Exercise directions ::
Transcribe exactly the portion of the listing below that runs from the line containing "the man's ear." through its last line.

══ Data under study ══

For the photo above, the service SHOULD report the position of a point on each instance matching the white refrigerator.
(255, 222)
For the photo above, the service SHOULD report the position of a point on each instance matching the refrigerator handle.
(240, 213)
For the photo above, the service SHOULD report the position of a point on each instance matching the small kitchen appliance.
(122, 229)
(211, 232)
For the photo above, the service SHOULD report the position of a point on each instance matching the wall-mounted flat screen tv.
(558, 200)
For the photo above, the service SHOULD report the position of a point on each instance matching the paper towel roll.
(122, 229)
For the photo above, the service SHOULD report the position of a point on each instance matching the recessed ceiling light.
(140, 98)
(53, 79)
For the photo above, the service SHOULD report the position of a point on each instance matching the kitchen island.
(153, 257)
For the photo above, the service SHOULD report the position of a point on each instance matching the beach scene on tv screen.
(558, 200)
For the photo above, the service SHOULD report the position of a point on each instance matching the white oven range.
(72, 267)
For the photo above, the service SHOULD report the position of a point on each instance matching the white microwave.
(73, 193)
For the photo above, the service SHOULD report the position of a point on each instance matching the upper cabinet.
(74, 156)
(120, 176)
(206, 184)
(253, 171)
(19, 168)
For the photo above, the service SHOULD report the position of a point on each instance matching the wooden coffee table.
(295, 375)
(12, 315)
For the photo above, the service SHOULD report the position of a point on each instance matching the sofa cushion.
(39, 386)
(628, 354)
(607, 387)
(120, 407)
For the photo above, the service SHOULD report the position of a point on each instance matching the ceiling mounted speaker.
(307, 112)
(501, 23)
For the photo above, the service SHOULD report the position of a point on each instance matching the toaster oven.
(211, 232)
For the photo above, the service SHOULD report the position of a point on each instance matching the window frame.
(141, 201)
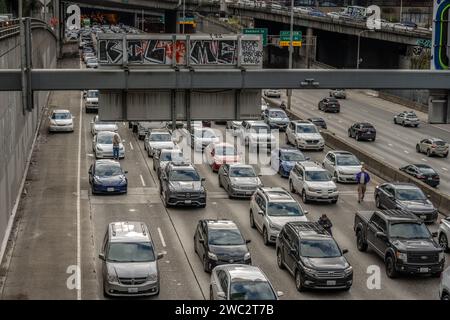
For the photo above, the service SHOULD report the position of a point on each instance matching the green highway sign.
(262, 31)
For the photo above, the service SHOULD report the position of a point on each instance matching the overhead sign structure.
(285, 38)
(262, 31)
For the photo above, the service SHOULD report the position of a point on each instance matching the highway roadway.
(62, 225)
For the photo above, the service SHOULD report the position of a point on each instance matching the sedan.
(422, 172)
(239, 180)
(107, 176)
(362, 131)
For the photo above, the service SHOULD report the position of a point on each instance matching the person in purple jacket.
(362, 178)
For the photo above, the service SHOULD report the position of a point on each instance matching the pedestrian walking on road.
(116, 146)
(362, 178)
(325, 222)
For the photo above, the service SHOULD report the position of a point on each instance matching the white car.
(304, 135)
(102, 145)
(60, 120)
(343, 165)
(313, 183)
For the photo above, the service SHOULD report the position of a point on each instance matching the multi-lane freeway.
(61, 225)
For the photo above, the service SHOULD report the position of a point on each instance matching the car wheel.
(280, 259)
(360, 243)
(390, 268)
(443, 242)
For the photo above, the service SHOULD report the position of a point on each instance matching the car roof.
(129, 231)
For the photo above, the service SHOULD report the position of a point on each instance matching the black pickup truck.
(401, 239)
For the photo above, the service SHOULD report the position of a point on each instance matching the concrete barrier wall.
(17, 130)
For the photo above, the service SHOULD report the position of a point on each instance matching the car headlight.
(212, 256)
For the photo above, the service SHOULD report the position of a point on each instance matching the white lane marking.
(142, 180)
(161, 237)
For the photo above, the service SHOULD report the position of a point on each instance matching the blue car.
(283, 160)
(107, 176)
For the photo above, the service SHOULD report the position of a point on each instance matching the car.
(444, 233)
(60, 120)
(276, 118)
(158, 139)
(313, 257)
(422, 172)
(219, 242)
(401, 239)
(304, 135)
(283, 159)
(239, 180)
(91, 101)
(219, 153)
(319, 122)
(444, 287)
(102, 145)
(407, 118)
(163, 156)
(272, 93)
(362, 131)
(270, 209)
(181, 185)
(241, 282)
(343, 165)
(313, 183)
(329, 105)
(338, 94)
(433, 146)
(129, 260)
(405, 196)
(107, 176)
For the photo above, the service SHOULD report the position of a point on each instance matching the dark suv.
(182, 185)
(313, 257)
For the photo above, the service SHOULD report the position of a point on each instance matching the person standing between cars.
(362, 178)
(116, 143)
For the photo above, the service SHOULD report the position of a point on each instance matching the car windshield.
(319, 249)
(242, 172)
(184, 175)
(347, 161)
(409, 231)
(317, 176)
(251, 290)
(61, 116)
(292, 156)
(131, 252)
(284, 209)
(107, 170)
(225, 237)
(160, 137)
(410, 194)
(306, 129)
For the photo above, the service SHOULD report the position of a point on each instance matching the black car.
(329, 105)
(422, 172)
(405, 196)
(313, 257)
(319, 122)
(362, 131)
(219, 242)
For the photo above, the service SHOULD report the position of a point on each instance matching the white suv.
(304, 135)
(313, 183)
(270, 209)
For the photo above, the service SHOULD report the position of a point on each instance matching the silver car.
(129, 260)
(239, 180)
(102, 145)
(241, 282)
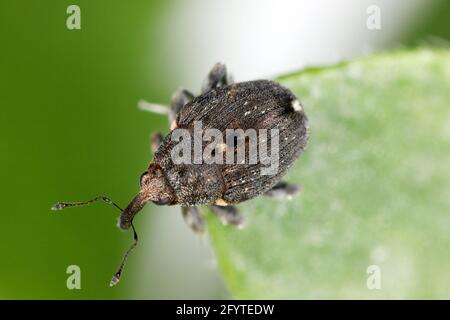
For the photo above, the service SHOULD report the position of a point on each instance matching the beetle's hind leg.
(156, 141)
(178, 101)
(217, 77)
(193, 219)
(283, 190)
(228, 215)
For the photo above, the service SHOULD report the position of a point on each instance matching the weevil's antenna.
(116, 278)
(63, 205)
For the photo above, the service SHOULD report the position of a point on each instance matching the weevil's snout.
(155, 188)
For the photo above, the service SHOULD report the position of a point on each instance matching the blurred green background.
(70, 130)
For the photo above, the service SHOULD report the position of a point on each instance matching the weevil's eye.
(143, 178)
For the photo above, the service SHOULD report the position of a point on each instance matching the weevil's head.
(155, 188)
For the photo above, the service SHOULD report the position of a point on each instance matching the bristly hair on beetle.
(212, 171)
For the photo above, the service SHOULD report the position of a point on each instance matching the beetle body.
(245, 113)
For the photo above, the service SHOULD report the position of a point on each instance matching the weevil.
(222, 105)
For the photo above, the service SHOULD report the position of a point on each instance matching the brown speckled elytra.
(222, 105)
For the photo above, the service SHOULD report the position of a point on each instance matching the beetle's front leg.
(217, 77)
(193, 219)
(179, 100)
(283, 190)
(156, 141)
(228, 215)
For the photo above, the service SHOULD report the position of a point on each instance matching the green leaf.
(376, 189)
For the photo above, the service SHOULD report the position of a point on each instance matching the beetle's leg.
(156, 141)
(179, 100)
(283, 189)
(194, 219)
(228, 215)
(217, 77)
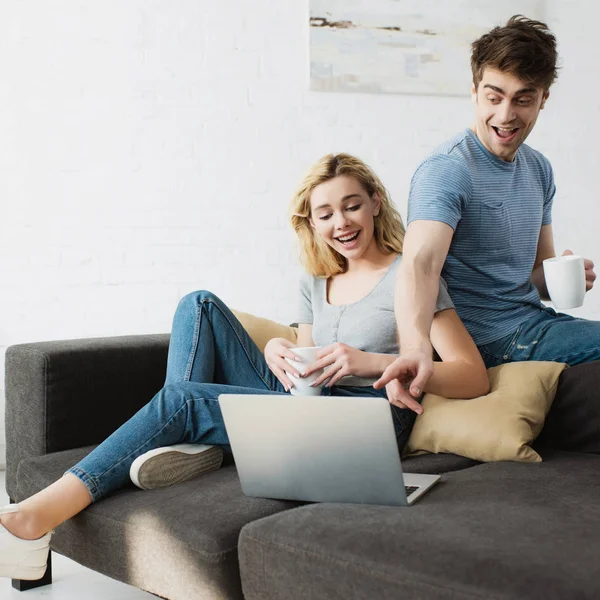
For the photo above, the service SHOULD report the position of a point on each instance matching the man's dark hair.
(523, 47)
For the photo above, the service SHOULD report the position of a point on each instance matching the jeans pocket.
(501, 350)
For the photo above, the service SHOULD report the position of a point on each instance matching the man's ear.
(474, 94)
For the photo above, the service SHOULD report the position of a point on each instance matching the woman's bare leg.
(47, 509)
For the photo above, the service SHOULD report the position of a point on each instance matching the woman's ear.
(376, 203)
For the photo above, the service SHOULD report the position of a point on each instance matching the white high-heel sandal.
(22, 559)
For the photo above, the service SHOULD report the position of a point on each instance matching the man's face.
(506, 110)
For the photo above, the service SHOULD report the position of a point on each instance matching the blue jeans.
(210, 353)
(548, 336)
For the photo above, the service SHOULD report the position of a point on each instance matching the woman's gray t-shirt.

═══

Exercise result ::
For the photo above, the service SHOULD report the position of a point on each instance matching the man's ear.
(474, 94)
For the photo above, the service SHOULD report the position of a point on each instance matching the woman's bare leg.
(47, 509)
For the photo above, the service SHOULD report the position of a point on each instance matching the woman's ear.
(376, 203)
For the photo above, the service SHOULD report the position of a point on each instance matching the white high-heel sandal.
(22, 559)
For the photo above, the service SHOULD report the position of a point on each instance matching the man's face.
(506, 110)
For the photo above, the service SHOULD report the position of a point on each instance matching the blue jeans.
(210, 353)
(548, 336)
For the photo above, the service SHOULD report the position of a point on each instance matching the woman's gray t-shirt.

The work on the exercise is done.